- **Work required**
From the material below, quote the part that opens with the line containing "Could you kindly segment every instance of the leather" and closes with the line containing "112], [135, 112]]", copying both of those lines and every line between them character for character.

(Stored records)
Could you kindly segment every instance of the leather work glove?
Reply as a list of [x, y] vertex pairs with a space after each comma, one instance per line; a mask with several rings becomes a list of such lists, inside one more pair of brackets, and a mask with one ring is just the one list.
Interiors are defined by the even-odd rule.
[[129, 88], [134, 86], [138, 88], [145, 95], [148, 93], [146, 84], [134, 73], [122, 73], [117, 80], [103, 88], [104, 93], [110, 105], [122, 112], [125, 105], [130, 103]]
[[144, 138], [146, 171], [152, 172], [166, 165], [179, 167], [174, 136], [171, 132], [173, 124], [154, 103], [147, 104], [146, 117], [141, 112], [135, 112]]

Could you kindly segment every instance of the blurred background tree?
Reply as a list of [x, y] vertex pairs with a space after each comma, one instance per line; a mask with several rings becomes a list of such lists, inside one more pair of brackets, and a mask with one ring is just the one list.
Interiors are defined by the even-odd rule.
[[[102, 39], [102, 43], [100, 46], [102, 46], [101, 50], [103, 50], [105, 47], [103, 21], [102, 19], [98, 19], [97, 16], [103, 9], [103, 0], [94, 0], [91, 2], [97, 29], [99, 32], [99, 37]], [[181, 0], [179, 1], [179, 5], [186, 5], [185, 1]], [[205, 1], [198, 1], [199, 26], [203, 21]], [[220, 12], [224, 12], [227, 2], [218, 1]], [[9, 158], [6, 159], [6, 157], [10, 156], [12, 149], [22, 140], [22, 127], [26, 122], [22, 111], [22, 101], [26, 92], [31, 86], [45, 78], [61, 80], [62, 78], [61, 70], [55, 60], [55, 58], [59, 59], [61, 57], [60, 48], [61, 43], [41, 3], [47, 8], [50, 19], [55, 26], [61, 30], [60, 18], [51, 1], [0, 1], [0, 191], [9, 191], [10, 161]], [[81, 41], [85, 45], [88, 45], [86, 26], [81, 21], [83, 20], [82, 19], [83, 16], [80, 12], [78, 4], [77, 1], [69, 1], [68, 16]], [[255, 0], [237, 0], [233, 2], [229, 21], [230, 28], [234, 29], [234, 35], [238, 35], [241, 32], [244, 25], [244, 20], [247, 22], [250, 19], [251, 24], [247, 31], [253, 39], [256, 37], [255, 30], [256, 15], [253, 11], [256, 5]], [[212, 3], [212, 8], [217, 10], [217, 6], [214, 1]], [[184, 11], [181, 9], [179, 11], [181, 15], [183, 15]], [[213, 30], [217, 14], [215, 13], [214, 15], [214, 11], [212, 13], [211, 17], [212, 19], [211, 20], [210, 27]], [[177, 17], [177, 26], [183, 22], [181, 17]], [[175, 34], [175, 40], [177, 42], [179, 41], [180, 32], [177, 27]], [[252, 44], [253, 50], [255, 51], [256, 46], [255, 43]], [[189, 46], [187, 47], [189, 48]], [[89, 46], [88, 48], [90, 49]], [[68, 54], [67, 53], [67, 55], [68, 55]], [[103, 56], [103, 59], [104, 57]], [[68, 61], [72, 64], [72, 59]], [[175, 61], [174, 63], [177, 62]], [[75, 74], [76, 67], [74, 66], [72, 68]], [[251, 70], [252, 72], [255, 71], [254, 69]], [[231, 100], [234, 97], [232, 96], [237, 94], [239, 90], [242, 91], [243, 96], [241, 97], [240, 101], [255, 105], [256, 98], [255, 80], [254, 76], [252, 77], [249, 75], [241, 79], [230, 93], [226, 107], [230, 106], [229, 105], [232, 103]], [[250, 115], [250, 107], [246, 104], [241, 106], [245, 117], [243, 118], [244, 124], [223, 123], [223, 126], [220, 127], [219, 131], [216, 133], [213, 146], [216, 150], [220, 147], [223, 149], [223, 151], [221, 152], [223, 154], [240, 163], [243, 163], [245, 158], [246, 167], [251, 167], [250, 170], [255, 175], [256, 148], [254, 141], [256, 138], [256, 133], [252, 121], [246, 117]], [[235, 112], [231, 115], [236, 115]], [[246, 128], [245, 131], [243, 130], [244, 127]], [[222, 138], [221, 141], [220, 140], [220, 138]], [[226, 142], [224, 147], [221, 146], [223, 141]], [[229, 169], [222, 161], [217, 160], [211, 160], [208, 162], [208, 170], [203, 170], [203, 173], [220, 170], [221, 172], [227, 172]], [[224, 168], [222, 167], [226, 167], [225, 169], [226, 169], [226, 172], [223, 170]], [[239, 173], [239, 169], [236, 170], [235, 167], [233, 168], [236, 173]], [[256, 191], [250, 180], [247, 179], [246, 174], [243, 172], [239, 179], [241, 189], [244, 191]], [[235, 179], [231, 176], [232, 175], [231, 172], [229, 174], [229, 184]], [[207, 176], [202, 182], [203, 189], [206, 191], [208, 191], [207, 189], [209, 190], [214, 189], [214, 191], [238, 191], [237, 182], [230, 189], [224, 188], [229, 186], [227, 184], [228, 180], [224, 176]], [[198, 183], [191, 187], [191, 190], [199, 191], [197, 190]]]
---
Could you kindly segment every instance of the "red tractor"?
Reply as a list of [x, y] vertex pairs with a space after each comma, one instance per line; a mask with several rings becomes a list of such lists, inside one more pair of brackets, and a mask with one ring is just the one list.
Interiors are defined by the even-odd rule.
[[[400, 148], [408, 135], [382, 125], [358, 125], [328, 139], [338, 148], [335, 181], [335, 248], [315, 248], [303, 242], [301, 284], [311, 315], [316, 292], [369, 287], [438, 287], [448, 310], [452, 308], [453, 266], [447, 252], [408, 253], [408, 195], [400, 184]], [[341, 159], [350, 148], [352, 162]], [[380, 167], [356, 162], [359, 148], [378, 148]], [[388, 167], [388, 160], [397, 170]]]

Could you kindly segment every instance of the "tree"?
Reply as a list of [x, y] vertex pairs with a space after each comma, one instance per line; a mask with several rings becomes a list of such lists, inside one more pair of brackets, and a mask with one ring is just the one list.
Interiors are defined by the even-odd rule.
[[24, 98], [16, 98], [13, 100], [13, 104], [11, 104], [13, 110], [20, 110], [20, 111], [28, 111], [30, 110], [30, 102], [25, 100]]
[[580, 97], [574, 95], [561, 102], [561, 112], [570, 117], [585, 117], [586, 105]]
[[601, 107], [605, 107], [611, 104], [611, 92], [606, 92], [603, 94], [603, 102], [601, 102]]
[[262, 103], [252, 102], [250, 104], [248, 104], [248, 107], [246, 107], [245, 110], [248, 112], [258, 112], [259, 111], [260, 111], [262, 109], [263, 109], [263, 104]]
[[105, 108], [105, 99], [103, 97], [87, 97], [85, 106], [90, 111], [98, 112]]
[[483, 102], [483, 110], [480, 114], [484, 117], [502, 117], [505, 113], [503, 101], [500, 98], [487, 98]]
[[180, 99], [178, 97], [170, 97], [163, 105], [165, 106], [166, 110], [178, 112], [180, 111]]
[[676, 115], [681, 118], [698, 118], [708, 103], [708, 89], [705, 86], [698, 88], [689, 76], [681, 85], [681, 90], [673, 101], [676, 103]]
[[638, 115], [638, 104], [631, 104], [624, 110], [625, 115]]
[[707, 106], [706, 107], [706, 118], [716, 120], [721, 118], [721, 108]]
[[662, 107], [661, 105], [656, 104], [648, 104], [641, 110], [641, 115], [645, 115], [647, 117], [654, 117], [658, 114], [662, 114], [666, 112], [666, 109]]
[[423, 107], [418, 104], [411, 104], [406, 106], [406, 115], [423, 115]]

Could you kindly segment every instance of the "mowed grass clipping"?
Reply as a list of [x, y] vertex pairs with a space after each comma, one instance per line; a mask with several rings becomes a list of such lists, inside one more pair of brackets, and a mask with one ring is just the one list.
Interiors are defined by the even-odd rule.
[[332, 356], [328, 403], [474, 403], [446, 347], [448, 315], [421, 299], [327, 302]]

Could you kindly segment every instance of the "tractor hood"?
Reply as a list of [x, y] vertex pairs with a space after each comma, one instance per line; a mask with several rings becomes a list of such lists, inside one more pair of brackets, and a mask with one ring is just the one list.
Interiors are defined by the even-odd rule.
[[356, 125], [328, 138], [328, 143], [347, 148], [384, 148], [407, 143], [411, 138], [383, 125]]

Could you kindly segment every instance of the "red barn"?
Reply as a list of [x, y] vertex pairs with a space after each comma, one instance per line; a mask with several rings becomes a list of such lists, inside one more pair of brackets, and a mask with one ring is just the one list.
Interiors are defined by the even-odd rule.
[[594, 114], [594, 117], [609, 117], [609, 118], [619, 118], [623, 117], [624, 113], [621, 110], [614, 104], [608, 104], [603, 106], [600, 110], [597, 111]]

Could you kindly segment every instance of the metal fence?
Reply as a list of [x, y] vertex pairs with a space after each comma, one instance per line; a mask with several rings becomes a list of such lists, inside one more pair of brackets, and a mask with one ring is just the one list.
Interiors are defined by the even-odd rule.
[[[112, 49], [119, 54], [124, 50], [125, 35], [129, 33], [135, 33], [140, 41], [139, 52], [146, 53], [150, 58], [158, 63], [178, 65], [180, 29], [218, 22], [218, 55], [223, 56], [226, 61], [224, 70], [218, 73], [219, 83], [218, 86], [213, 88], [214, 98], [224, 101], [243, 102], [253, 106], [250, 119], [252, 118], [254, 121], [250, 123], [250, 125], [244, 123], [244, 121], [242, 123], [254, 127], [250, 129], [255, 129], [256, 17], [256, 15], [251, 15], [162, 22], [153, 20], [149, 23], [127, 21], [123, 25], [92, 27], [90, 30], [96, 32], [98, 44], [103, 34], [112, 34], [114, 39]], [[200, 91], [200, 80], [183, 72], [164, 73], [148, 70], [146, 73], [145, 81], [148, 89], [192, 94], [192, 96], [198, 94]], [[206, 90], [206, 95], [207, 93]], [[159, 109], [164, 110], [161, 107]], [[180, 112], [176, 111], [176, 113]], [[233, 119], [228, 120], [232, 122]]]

- **Result of this exercise**
Could you kindly segment every instance of the leather work glove?
Reply as a list of [x, y] vertex pairs with a space after each comma, one instance per line; a mask with several rings becomes a list of such lists, inside one more pair of brackets, and a mask with one ring is just the one list.
Interiors are defined by the even-odd rule.
[[129, 88], [134, 86], [138, 88], [145, 95], [148, 93], [146, 84], [134, 73], [122, 73], [117, 80], [103, 88], [104, 93], [110, 105], [122, 112], [125, 105], [130, 103]]
[[144, 138], [146, 171], [152, 172], [166, 165], [179, 167], [174, 136], [171, 132], [173, 124], [154, 103], [147, 104], [146, 117], [141, 112], [135, 112]]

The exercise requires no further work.